**TEXTO DE ORIGEM:**
━━━━━━

O quadro de saúde piorou, e Augusta morreu na noite da última quarta-feira (10), dia em que o país registrou 2.349 mortes por Covid-19, a maior marca da pandemia até aqui.

Augusta Silva dos Santos, 93
Augusta Silva dos Santos, 93 - Arquivo Pessoal

A declaração que atesta o óbito relata que a aposentada morreu por insuficiência respiratória com suspeita de Covid-19. “A sensação que dá é que a minha mãe foi ao hospital para morrer”, lamenta a filha.

A Santa Casa de Misericórdia de Araçatuba se manifestou em duas notas. Na primeira, tratava o caso como se Augusta ainda estivesse viva, apesar de ter sido informada pela Folha que não.

“Ela está sendo submetida a terapias para correção dos níveis e, ao final desta, será reavaliada, quando, então os médicos terão informações científicas sobre o quadro e decidirão pela realização ou não do procedimento cirúrgico”, diz trecho do primeiro comunicado.

Na segunda manifestação, a Santa Casa de Araçatuba informou que “a instabilidade do quadro clínico da paciente inviabilizou a realização da cirurgia”. “A equipe médica que a atendeu ministrou terapias específicas para reverter o quadro e tornar a paciente clinicamente apta para ser operada.”

A unidade de Araçatuba negou a falta de anestésico e disse que o medicamento tem sido direcionado “para cirurgias de urgência e emergência e em pacientes que necessitam de ventilação mecânica”.

Caso de Augusta, que precisava passar pelo procedimento. A idosa só tinha idade. Aos 93, ainda era muito ativa e esbanjava sorriso no rosto. Deixou seis filhos, 14 netos e oito bisnetos.

Médico adia alta de paciente temendo falta de leito

Outro desfecho clínico teve Valdenir Ferer, 57. Morador da capital paulista, o técnico mecânico gráfico contraiu a Covid no repique de casos da doença.

━━━━━━

**REGISTROS DO CONJUNTO:**
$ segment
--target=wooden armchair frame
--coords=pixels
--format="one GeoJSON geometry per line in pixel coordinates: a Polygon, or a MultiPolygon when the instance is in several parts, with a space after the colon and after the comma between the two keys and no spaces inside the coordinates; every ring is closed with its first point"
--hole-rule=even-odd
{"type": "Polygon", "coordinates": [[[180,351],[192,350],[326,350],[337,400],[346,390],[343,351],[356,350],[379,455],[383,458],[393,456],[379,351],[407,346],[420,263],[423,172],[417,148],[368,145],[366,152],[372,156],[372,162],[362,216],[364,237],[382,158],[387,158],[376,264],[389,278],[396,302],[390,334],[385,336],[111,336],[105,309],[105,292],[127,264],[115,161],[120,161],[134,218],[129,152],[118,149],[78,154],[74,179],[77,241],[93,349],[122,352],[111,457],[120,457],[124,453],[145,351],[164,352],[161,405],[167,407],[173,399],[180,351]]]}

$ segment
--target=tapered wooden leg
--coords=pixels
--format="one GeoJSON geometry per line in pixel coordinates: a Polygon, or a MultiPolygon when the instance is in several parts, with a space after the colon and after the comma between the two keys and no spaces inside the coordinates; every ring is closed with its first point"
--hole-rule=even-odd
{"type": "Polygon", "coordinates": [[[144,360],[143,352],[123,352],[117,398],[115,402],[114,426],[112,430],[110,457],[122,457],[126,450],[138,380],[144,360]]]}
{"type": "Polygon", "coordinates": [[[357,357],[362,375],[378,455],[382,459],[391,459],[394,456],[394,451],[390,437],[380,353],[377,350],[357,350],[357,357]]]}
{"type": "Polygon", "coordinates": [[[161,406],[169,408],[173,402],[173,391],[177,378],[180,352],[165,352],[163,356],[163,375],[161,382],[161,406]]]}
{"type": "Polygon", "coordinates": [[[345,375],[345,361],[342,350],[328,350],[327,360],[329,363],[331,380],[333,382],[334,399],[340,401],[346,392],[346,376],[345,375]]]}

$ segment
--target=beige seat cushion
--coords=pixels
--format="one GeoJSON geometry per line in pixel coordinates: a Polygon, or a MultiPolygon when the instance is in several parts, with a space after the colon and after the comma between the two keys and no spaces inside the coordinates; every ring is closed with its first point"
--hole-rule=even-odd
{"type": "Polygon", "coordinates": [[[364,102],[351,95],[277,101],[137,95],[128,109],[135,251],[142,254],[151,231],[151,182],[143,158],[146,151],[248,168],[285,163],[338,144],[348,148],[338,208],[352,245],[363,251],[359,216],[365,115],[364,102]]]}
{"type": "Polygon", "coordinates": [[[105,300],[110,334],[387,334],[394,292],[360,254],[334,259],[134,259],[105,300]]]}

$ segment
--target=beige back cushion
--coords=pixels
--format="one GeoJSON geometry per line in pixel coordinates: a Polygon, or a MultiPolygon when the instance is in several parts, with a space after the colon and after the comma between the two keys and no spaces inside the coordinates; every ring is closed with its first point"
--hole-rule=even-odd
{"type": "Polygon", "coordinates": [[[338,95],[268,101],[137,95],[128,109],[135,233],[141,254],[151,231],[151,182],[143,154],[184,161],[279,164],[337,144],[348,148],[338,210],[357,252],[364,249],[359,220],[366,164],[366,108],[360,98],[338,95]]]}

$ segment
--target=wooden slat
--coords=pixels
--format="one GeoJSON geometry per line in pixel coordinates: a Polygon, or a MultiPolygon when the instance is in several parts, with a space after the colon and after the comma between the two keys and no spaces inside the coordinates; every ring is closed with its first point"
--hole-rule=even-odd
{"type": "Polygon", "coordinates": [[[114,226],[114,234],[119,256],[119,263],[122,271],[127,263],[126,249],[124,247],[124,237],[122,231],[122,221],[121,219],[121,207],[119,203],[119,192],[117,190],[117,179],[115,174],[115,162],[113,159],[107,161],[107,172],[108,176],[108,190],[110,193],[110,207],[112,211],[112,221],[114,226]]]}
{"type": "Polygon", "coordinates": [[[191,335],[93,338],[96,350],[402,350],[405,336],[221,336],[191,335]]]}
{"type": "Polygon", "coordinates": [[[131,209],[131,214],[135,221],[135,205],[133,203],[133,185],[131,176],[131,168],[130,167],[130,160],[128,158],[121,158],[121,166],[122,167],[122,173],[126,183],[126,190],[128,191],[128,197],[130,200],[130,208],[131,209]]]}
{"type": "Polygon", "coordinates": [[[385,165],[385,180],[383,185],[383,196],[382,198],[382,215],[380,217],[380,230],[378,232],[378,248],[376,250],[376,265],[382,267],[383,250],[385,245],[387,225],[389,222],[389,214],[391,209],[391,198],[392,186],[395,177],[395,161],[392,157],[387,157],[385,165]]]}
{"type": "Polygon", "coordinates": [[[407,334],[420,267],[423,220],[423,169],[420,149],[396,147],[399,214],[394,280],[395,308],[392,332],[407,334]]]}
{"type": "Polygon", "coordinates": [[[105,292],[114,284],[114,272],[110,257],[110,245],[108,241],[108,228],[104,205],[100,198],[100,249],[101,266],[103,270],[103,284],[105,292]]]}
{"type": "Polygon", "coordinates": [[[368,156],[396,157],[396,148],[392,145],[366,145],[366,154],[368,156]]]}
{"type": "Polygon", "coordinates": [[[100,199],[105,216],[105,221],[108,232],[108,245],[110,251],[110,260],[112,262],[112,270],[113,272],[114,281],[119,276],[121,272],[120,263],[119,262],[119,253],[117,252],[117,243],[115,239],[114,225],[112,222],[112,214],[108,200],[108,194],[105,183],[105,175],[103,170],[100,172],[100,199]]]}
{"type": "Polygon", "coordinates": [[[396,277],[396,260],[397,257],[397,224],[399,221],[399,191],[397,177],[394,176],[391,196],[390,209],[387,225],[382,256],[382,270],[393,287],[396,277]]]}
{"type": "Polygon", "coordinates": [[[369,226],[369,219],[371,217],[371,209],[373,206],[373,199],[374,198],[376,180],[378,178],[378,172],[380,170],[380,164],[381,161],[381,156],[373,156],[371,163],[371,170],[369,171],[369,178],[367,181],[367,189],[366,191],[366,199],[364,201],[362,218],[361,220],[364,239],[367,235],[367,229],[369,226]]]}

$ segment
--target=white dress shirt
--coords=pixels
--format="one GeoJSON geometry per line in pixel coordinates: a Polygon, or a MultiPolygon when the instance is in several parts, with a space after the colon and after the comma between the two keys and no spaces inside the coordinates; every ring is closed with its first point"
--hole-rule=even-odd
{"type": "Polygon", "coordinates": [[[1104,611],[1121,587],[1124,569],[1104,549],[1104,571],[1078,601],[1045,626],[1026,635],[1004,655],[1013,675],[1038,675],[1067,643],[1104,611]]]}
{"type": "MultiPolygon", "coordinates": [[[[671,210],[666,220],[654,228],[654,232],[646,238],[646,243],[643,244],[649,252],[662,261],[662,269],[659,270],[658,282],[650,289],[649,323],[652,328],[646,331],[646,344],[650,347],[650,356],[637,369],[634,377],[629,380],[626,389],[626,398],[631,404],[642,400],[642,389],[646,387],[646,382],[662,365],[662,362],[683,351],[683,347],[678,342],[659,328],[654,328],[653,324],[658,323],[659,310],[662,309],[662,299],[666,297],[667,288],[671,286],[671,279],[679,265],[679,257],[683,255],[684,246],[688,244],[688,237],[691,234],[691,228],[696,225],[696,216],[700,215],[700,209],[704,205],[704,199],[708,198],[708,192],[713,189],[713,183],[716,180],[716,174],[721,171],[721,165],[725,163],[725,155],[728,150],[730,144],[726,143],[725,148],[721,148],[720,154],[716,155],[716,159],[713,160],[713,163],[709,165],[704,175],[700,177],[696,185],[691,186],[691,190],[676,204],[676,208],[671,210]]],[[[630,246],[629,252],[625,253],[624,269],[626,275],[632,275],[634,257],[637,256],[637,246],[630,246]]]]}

━━━━━━

**OBJETIVO DA TAREFA:** Reproduza na íntegra e sem nenhuma alteração o texto de origem apresentado acima.

**RESULTADO DA TAREFA:**
O quadro de saúde piorou, e Augusta morreu na noite da última quarta-feira (10), dia em que o país registrou 2.349 mortes por Covid-19, a maior marca da pandemia até aqui.

Augusta Silva dos Santos, 93
Augusta Silva dos Santos, 93 - Arquivo Pessoal

A declaração que atesta o óbito relata que a aposentada morreu por insuficiência respiratória com suspeita de Covid-19. “A sensação que dá é que a minha mãe foi ao hospital para morrer”, lamenta a filha.

A Santa Casa de Misericórdia de Araçatuba se manifestou em duas notas. Na primeira, tratava o caso como se Augusta ainda estivesse viva, apesar de ter sido informada pela Folha que não.

“Ela está sendo submetida a terapias para correção dos níveis e, ao final desta, será reavaliada, quando, então os médicos terão informações científicas sobre o quadro e decidirão pela realização ou não do procedimento cirúrgico”, diz trecho do primeiro comunicado.

Na segunda manifestação, a Santa Casa de Araçatuba informou que “a instabilidade do quadro clínico da paciente inviabilizou a realização da cirurgia”. “A equipe médica que a atendeu ministrou terapias específicas para reverter o quadro e tornar a paciente clinicamente apta para ser operada.”

A unidade de Araçatuba negou a falta de anestésico e disse que o medicamento tem sido direcionado “para cirurgias de urgência e emergência e em pacientes que necessitam de ventilação mecânica”.

Caso de Augusta, que precisava passar pelo procedimento. A idosa só tinha idade. Aos 93, ainda era muito ativa e esbanjava sorriso no rosto. Deixou seis filhos, 14 netos e oito bisnetos.

Médico adia alta de paciente temendo falta de leito

Outro desfecho clínico teve Valdenir Ferer, 57. Morador da capital paulista, o técnico mecânico gráfico contraiu a Covid no repique de casos da doença.